(Passage shown Opens)

You see, traditional Indian women wear either the sari, a long cloth wound around the body, or they wear a “salwar-kameez” set. This set consists of three things : loose pants, a long shirt-like “kurta” and a “dupatta”. A dupatta is a shawl worn over the breasts to supposedly prevent men from looking there. However, since I was wearing (baggy) jeans and a (loose) tee, the dupatta was missing from my outfit. My virginity-guarding “cloth”, the essential iron vest of good Indian girls, it was nowhere to be seen. And this woman obviously had a problem with it. “Your cloth”, she repeated again, just to be clear. “Where is your cloth?” There was a long moment of silence as the men around now realized they had reason to gaze openly at my chest and proceeded to do so with undiluted glee. I sat there miserably, feeling like the world's skankiest whore.

My mind tried but failed.

A voice spoke out then, cutting through my shame like a scapel into a tumor. “Aww come on” said this voice. She was a fat little lady, comfortably leaning her large backside against the wall. The sweet Sound of Redemption was coming from her precious vocal cords. I pleaded her not to stop with beggary eyes. “You, my dear, do not know fashion,”, she continued, addressing the Old Hag. “You won't understand young people nowadays. You don't watch TV, that's why. Everybody dresses like this, even my daughters. Even the Prime Minister's daughters.” She gave me a gentle wink. The Old Hag started to say something and then hesitated uncertainly. Finally she muttered something about how young women had no decency these days and how the country was going to the dogs, implying darkly that there was a direct connection. Then she fell silent.

(Passage shown Closes)
(Provided information Opens)

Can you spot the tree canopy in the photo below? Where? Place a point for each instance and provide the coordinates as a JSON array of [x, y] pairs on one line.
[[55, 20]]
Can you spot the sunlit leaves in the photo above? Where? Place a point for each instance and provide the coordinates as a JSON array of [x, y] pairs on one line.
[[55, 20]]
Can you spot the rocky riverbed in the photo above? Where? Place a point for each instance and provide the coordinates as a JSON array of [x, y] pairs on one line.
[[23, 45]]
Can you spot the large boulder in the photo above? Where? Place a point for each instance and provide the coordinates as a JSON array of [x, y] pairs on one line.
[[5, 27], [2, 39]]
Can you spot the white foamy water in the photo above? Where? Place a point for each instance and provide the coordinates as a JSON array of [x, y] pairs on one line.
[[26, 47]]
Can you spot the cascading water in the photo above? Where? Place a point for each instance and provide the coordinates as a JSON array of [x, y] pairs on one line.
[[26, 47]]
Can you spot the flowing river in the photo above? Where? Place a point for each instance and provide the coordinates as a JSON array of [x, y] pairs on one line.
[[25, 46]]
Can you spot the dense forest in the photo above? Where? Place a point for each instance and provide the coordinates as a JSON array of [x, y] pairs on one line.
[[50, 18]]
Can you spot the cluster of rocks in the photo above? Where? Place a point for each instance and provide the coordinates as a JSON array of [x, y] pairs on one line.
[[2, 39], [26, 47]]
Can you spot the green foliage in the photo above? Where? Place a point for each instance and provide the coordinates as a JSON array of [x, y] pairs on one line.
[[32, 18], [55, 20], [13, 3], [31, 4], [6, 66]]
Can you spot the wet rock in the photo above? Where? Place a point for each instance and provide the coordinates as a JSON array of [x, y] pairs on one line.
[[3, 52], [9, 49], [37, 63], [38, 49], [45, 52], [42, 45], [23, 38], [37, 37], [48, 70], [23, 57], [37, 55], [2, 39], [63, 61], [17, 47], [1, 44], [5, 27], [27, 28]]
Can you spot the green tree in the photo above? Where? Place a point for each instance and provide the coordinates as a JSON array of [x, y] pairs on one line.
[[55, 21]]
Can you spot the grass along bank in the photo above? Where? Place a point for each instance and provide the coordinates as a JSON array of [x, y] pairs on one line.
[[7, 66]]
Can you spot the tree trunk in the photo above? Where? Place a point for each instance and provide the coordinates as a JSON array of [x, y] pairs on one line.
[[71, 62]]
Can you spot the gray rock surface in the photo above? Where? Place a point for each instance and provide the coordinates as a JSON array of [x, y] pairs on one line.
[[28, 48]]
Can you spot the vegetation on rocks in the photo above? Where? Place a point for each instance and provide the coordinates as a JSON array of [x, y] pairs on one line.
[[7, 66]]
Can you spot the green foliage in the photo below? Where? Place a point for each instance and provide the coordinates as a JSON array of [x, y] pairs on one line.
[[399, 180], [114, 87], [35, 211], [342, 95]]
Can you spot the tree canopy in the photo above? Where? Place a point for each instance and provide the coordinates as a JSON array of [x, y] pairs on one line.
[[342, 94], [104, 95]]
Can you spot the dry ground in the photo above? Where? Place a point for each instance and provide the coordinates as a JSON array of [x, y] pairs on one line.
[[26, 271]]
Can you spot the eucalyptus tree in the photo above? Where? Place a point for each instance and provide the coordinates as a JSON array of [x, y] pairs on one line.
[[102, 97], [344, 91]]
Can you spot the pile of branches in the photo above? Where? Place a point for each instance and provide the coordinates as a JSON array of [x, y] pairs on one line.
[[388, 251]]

(Provided information Closes)

▶ _Activities_
(a) Do these statements agree with the dupatta story? Answer yes or no for each, quoting the words that decide it. (i) A salwar-kameez set is made up of three things. (ii) The narrator had on a sari. (iii) The fat little lady says her own daughters dress the same way.
(b) How does the dupatta story define a dupatta?
(c) Carry on the dupatta story from where it stops.
You won't need the items for any of this.

▶ _Expected outputs_
(a) (i) Yes: "This set consists of three things". (ii) No: "since I was wearing (baggy) jeans and a (loose) tee". (iii) Yes: "Everybody dresses like this, even my daughters."

(b) A dupatta is a shawl worn over the breasts to supposedly prevent men from looking there.

(c)
I mouthed a “thank you” to the fat lady and moved my backpack to cover my chest. The men groaned in unison, abruptly woken up from their pleasant imaginings. Fortunately, within ten minutes the last station came into view so everyone clambered up. Old Hag was intensely gazing at me again as we were carried towards the door by the swirling mass around us.
“I hope you didn't feel bad, my dear. I don't know all these things. I said it for your own good, I swear.”
“No, no. It was quite all right, no problem”, I said as primly as I could and hastily stepped out into Oxygen and away from her eyes which were again fixed at thorax level.

Wondering vaguely about her orientation, I look around at my fellow Indians, my “brothers and sisters”. The railway platform of any country is a good place to see its people. Everyone is here, each type: the poor, the rich, even the nosy and the annoying, all presenting a fair cross-section of the population. I notice the man standing nearby, shouting into his mobile about some meeting he should have been at but for a fuckin' train delay. His pants are too tight and he's scratching his crotch with absolute abandon. A breeze blows, fluttering open his unbuttoned shirt to expose a large, black nipple. I stare at it and fall deep into thought.

What is the moral of this “cloth” incident?, I ask myself. I debate furiously in my head, back and forth, back and forth, questioning my appearance, my values, my ethics, my life views, my place in the world... I work myself into an absolutely paranoid frenzy of self-loathing.

There is a gentle tap on my shoulder. “The moral of the story”, said the fat lady sweetly, “is that you should make sure you reserve tickets next time. India is a democracy, and like in all countries where there is freedom of speech, some people can be assholes.” She pats my face reassuringly and walks away. The man on the phone was scratching his ass by now. That's when I realized. I fit in. Just like him, I belong because I am exactly who I'm supposed to be. A flawed but vital component of this motley crowd.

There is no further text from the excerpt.